● **Work request**:
I would like you to restate each record word for word.

● **Dataset excerpts**:
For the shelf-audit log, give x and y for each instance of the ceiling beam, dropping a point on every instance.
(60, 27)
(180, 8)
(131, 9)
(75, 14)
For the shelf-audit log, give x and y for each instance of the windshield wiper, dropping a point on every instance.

● **Response to the exercise**:
For the shelf-audit log, give x and y for each instance of the ceiling beam, dropping a point on every instance.
(60, 27)
(180, 8)
(131, 9)
(75, 14)
For the shelf-audit log, give x and y for each instance of the windshield wiper, dropping a point on every instance.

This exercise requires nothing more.